I have a few posters in my home showcasing cities that for different reasons are important to me. Those are pretty popular posters - take a look at Figure 1.
For some time I wondered how such posters could be customized. One idea was to mark important places on those maps - places where I lived, places important from relationship point of view or favourite drinking places…
But that wouldn’t be interesting as a blog post material, right? And as a wannabe content creator I feel obliged to deliver something engaging.
So I figured it would be really cool to display personal data that I gather using my smartwatch - data about my running activities.
The idea is simple - I want to pimp up poster with Warsaw map. Why Warsaw? Because that’s where I live and where majority of my running sessions take place.
I want to keep the road network as it is. But on top of that I want to distinguish those road segments that I used for running. So majority of the road segments will have a default black color, meaning I didn’t run through them. But some of them will have different color, meaning I was running there. And it won’t be a single color, but some color gradient (e.g. different shades of blue color) - the darker color the more frequent I ran through it.
Let’s make this poster great again.
Data
For over 7 years now I’ve owned a Garmin watch that I wear every day. Although I’m not a marathoner, I run pretty frequently since I was a teenager. This means there should be quite a lot of data to display.
Garmin watches produce .fit
files that include all details about your activities, including raw GPS coordinates gathered at regular intervals. The issue is that you probably won’t be able to retrieve all the files from the watch directly - there is some data retention policy on the watch, either based on storage limit or activity age. Fortunately you can access Garmin Connect website and there you can find your whole activity history.
Here arises another challenge - you can’t download all these activities at once. You can only download a summary for all activities, but this doesn’t include GPS data.
What you need to do is go through all activities and for each of them click a few buttons to get a .zip
file containing all needed data. Pretty time-consuming for a few hundred activities to retrieve if you ask me. But you can write a simple script to automate this process - and that’s what I did. I ended up with around 800 running activities, ready to be used for further analysis and investigation.
More for curious reader
There is one quirk about Garmin data.
When you load it (I used fitparse
package in Python) the GPS points are not directly ready to use.
Garmin uses special format for storing geographic coordinates that is memory-efficient. Instead of storing longitude and latitude as decimal degrees, they store it as smaller integers.
This unit is called “semicircles”. In order to use it for standard geo analysis you need to convert it to degrees.
Here is the formula: semicircles = degrees * (2^31 / 180)

Collected data:
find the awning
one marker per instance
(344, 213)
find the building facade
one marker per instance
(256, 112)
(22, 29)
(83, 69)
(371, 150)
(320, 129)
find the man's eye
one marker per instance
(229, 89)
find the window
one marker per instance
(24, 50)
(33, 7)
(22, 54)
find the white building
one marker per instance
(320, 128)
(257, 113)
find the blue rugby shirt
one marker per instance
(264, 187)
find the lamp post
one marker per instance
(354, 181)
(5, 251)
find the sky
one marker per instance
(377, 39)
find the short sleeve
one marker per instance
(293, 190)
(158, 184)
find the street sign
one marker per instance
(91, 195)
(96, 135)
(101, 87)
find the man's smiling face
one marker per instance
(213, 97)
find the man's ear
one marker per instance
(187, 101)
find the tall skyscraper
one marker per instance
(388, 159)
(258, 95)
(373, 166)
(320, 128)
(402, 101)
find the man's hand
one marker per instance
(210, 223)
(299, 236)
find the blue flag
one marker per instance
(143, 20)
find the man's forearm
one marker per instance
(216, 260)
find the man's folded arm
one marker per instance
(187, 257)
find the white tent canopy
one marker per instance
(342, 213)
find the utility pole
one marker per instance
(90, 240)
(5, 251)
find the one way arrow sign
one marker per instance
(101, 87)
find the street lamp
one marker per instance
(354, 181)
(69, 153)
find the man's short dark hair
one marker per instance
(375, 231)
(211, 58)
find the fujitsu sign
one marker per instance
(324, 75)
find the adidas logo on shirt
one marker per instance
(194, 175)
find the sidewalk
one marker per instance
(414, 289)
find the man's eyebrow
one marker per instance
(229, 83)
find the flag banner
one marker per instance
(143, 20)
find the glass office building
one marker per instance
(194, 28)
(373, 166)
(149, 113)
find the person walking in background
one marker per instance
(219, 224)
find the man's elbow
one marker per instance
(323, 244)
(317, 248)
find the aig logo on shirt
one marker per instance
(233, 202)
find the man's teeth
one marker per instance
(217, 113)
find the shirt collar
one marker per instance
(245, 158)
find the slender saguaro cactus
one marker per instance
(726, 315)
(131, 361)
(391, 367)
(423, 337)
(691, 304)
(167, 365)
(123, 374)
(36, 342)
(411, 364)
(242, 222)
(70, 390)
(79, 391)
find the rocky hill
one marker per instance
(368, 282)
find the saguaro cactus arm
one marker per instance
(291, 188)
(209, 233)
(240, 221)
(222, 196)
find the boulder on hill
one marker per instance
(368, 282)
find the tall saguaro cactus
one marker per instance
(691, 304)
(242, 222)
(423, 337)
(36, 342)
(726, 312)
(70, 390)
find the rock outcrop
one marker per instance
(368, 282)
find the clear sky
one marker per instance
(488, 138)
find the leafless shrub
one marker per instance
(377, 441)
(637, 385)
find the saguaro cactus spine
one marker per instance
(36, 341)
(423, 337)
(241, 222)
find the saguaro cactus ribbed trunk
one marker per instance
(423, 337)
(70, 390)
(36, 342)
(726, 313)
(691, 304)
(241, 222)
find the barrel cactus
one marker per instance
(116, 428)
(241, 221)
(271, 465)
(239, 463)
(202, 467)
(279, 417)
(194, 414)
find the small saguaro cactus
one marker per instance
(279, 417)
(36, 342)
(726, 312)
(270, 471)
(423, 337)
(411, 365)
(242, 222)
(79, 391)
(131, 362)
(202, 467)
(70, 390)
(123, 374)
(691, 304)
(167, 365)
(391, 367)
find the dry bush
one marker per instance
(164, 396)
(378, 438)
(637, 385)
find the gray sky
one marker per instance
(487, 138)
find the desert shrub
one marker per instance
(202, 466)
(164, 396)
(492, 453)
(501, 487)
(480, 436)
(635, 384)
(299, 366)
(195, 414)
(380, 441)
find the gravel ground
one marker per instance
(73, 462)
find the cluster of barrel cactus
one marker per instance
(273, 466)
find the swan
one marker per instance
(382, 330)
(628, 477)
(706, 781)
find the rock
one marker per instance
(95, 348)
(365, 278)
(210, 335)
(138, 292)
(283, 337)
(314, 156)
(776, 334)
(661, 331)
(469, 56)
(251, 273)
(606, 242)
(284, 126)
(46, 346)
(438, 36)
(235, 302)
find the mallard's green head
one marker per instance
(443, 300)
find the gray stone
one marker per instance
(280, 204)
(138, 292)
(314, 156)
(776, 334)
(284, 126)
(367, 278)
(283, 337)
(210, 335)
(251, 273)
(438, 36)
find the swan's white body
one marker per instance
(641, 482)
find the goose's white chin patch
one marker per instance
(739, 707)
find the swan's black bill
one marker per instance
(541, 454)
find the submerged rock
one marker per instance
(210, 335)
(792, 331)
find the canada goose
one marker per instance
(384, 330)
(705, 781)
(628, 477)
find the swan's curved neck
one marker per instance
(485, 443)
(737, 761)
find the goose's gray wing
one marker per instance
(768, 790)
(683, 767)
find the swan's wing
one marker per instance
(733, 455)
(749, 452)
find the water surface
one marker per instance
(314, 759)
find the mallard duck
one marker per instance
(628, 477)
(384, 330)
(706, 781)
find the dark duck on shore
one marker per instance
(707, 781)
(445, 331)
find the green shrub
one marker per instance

STATED TASK 1 :: Translate this sentence from the running-map post into Spanish: "Garmin uses special format for storing geographic coordinates that is memory-efficient."
STATED TASK 2 ::
Answer these questions using the running-map post:
(a) For how long has the author owned a Garmin watch?
(b) Which Python package did the author use to load the data?
(c) About how many running activities did the author end up with?
STATED TASK 3 :: The running-map post describes an early idea of marking important places on the maps. List every kind of place it names for that idea.

RIGHT ANSWER 1 :: Garmin usa un formato especial para almacenar coordenadas geográficas que es eficiente en memoria.

RIGHT ANSWER 2 ::
(a) For over 7 years.
(b) fitparse.
(c) Around 800.

RIGHT ANSWER 3 ::
- Places where the author lived
- Places important from a relationship point of view
- Favorite drinking places